Texte fourni:
# # #

[Neuromythe] Que peut-on dire de l’idée « d’intelligences multiples » et de son application en classe ?

L’idée d’intelligences multiples a été développée par Howard Gardner, professeur à la Harvard Graduate School of Education. Cet auteur identifie 8 formes d’intelligence :

1. Intrapersonnelle : la capacité à reconnaître et comprendre ses propres humeurs, désirs, motivations, intentions ;

2. Interpersonnelle : l’habileté à reconnaître et comprendre les humeurs, désirs, motivations, intentions des autres ;

3. Logico-mathématique : l’habileté à résoudre des problèmes abstraits, à comprendre des calculs et équations ;

4. Kinesthésique : la capacité à manier et bouger son corps pour créer des productions, ou résoudre des problèmes (par exemple en danse) ;

5. Verbale : la capacité à analyser de l’information et à créer des ressources impliquant le langage oral et écrit. Elle est très représentée dans l’enseignement du français par exemple ;

6. Musicale : l’habileté à produire des patterns de sons, à leur donner du sens et à s’en rappeler ;

7. Visuo-spatiale : la capacité à reconnaître et manipuler des images ;

8. Naturaliste : l’habileté à identifier et distinguer différents types de plantes, animaux ou toutes autres espèces animales.

# # #

Données fournies:
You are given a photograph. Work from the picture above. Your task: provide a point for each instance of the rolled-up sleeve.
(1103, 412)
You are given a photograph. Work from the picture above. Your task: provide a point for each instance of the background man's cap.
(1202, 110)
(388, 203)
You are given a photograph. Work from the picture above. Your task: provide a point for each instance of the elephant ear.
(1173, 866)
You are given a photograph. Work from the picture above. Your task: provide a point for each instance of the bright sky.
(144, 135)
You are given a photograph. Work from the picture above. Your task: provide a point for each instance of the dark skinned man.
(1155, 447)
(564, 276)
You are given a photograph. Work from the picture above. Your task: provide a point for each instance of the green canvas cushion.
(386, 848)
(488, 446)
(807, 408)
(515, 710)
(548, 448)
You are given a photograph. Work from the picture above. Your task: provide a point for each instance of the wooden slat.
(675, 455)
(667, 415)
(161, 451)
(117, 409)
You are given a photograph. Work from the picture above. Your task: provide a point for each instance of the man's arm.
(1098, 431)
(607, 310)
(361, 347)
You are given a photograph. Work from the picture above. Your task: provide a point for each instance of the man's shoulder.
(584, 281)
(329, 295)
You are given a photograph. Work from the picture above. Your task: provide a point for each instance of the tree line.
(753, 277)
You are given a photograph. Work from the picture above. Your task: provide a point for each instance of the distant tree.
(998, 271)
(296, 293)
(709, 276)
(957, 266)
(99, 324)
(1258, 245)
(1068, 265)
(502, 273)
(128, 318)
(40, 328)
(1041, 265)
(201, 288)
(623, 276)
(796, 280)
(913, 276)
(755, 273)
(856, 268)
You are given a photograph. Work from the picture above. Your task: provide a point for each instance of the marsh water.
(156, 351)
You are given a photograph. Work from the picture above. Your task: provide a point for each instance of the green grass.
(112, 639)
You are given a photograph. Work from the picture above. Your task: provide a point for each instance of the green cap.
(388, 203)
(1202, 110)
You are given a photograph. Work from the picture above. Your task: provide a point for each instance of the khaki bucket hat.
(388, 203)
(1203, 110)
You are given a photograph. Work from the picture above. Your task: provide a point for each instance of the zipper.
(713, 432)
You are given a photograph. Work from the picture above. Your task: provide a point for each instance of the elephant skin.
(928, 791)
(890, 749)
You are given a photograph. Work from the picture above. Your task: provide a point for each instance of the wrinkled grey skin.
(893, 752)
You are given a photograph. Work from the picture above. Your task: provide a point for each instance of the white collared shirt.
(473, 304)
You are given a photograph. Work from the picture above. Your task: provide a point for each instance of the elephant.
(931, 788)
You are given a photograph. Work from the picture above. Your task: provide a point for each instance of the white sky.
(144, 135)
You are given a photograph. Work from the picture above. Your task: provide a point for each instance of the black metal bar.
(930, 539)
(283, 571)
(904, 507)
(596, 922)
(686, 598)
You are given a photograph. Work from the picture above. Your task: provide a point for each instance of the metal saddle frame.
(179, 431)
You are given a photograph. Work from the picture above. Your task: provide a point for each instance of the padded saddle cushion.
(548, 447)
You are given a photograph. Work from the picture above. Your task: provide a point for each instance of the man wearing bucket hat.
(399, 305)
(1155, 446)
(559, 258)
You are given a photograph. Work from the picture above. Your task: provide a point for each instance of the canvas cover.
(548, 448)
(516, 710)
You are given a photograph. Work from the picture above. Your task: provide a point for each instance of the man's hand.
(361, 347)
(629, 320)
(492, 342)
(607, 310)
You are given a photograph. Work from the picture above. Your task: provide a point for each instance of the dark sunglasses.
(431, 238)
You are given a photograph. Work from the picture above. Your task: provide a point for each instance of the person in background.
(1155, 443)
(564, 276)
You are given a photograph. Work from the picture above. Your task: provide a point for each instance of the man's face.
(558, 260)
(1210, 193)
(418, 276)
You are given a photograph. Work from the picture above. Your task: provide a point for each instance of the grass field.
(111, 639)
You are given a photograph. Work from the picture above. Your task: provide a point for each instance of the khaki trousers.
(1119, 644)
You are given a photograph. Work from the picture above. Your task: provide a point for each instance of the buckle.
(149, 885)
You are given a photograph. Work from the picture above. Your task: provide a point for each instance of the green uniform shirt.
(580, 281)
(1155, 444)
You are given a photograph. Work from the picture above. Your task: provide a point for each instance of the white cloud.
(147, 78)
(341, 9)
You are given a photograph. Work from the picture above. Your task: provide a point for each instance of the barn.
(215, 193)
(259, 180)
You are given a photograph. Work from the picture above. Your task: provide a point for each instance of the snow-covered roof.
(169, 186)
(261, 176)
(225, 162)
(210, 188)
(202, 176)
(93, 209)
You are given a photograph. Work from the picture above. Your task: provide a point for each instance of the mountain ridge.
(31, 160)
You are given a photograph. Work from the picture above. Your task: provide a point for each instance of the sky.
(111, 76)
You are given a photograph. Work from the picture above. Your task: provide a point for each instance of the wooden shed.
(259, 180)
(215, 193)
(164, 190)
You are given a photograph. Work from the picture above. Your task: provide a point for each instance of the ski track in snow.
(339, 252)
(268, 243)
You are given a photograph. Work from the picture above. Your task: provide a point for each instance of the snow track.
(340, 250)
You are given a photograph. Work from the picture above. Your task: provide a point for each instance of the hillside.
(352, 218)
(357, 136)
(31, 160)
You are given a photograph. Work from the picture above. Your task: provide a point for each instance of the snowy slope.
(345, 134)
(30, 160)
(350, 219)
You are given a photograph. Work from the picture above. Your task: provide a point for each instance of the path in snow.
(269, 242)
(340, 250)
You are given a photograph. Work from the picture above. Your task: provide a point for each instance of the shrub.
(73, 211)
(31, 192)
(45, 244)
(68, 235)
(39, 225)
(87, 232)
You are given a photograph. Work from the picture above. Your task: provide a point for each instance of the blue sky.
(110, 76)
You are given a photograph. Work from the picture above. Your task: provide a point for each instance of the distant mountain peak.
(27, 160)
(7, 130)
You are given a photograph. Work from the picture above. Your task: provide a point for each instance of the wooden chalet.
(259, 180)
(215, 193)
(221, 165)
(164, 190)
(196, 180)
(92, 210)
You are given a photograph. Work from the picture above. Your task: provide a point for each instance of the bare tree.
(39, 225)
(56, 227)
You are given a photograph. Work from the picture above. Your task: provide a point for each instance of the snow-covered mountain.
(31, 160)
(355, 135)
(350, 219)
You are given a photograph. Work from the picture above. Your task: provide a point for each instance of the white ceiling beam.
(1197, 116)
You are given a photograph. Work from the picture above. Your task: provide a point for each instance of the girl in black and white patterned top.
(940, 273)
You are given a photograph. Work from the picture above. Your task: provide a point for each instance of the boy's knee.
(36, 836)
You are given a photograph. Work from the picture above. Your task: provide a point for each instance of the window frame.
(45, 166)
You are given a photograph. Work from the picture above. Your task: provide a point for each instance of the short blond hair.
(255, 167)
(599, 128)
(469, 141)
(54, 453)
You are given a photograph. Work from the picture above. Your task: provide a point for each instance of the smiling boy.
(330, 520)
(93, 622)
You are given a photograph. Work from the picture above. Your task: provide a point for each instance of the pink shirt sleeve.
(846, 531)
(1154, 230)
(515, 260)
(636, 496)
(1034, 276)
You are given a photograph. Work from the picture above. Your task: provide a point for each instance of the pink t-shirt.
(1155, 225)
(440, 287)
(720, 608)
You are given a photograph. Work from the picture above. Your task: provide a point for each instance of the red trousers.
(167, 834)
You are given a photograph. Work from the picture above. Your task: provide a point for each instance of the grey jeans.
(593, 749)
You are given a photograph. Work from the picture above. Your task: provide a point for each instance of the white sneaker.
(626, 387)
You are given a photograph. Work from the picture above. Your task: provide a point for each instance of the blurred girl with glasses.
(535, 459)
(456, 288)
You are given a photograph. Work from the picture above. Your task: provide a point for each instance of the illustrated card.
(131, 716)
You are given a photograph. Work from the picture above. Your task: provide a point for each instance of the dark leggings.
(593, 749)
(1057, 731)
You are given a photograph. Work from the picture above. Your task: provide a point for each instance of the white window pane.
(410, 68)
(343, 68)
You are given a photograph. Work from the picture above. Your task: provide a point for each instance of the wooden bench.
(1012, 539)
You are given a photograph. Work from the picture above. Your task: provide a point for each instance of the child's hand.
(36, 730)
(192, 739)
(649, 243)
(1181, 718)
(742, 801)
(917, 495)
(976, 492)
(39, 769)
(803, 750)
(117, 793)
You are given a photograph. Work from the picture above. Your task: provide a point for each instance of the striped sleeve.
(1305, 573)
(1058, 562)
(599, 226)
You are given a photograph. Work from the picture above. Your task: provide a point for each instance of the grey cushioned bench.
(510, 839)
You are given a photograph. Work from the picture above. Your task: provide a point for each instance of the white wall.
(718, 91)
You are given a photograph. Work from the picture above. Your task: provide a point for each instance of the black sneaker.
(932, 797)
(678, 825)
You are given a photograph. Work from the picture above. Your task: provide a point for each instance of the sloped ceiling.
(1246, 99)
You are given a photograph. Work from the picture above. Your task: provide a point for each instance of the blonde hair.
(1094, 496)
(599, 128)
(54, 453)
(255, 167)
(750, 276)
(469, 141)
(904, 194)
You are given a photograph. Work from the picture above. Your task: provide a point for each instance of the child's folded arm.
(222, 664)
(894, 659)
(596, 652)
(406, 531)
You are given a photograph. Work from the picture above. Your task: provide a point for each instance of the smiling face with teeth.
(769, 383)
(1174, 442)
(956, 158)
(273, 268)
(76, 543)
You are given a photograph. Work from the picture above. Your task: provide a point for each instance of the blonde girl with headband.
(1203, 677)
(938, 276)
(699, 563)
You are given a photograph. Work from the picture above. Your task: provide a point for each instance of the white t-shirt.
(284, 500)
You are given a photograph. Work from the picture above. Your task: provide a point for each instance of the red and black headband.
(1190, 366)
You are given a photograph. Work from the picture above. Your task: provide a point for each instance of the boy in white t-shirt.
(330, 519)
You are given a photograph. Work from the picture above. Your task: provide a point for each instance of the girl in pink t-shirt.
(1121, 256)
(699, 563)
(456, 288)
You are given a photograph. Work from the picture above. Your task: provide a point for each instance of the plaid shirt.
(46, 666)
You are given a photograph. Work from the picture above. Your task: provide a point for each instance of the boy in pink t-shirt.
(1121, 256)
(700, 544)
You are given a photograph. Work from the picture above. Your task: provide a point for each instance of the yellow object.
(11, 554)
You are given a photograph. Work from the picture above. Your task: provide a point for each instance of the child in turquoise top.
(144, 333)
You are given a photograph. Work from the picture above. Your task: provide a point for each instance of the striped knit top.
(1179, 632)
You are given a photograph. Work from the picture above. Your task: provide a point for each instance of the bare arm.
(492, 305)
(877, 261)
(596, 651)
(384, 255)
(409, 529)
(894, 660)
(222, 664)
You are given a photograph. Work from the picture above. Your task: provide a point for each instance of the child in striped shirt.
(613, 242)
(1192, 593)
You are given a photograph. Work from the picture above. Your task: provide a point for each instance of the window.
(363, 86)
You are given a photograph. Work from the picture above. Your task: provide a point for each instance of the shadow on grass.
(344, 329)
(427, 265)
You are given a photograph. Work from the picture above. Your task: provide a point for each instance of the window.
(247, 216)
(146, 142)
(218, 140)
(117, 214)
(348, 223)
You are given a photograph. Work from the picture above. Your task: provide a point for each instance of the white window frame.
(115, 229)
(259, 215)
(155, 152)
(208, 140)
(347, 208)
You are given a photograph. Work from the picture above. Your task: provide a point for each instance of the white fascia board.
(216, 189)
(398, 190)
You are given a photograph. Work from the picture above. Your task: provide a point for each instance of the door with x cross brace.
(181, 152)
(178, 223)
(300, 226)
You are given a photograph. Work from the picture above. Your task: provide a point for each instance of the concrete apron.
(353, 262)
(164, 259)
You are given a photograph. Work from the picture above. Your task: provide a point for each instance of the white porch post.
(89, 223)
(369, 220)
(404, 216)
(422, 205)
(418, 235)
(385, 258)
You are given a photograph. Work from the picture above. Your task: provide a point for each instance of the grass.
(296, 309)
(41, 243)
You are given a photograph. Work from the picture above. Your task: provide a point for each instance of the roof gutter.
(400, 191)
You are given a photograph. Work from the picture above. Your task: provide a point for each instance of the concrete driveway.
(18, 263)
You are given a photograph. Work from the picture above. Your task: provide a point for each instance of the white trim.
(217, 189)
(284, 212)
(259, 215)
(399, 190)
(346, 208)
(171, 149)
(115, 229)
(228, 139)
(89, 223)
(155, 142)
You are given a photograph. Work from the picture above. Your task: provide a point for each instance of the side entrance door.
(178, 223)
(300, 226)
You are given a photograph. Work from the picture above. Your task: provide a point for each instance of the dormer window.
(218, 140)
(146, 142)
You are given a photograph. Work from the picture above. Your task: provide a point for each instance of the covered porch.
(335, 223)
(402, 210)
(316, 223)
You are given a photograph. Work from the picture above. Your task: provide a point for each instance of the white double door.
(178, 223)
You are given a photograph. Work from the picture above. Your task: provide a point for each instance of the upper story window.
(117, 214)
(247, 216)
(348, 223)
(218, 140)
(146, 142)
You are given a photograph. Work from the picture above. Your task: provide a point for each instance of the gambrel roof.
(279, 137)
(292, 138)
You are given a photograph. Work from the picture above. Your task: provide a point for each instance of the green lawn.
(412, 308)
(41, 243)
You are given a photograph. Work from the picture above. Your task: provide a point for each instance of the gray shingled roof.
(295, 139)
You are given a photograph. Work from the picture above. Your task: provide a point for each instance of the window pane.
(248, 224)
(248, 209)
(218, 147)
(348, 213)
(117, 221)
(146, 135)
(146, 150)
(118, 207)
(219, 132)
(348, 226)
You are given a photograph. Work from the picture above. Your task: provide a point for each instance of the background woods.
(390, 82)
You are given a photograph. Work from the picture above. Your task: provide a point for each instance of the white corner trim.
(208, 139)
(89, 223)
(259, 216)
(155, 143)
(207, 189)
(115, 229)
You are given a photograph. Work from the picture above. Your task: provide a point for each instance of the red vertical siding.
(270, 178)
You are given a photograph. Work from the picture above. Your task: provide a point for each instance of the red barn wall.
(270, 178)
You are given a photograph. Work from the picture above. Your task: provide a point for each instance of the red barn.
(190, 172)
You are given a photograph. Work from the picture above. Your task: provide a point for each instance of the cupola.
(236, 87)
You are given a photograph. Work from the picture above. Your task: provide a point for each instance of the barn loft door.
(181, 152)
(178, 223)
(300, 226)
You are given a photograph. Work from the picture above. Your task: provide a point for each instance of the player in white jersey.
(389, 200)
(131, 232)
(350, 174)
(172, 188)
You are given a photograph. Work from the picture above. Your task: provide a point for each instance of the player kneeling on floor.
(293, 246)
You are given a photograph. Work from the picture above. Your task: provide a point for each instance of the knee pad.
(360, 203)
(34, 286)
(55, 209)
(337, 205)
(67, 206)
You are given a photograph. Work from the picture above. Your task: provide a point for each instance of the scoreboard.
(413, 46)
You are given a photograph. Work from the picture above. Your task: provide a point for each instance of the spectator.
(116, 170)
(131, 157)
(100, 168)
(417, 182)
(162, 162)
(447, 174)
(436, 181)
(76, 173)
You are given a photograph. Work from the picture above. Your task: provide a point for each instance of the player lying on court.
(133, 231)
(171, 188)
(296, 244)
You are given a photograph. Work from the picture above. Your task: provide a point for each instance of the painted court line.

# # #

Objectif de l'exercice:
Recopiez sans rien changer le passage du texte sur les intelligences multiples qui commence par les mots « 4. Kinesthésique : la » et se termine par « autres espèces animales. ».

Réponse attendue:
4. Kinesthésique : la capacité à manier et bouger son corps pour créer des productions, ou résoudre des problèmes (par exemple en danse) ;

5. Verbale : la capacité à analyser de l’information et à créer des ressources impliquant le langage oral et écrit. Elle est très représentée dans l’enseignement du français par exemple ;

6. Musicale : l’habileté à produire des patterns de sons, à leur donner du sens et à s’en rappeler ;

7. Visuo-spatiale : la capacité à reconnaître et manipuler des images ;

8. Naturaliste : l’habileté à identifier et distinguer différents types de plantes, animaux ou toutes autres espèces animales.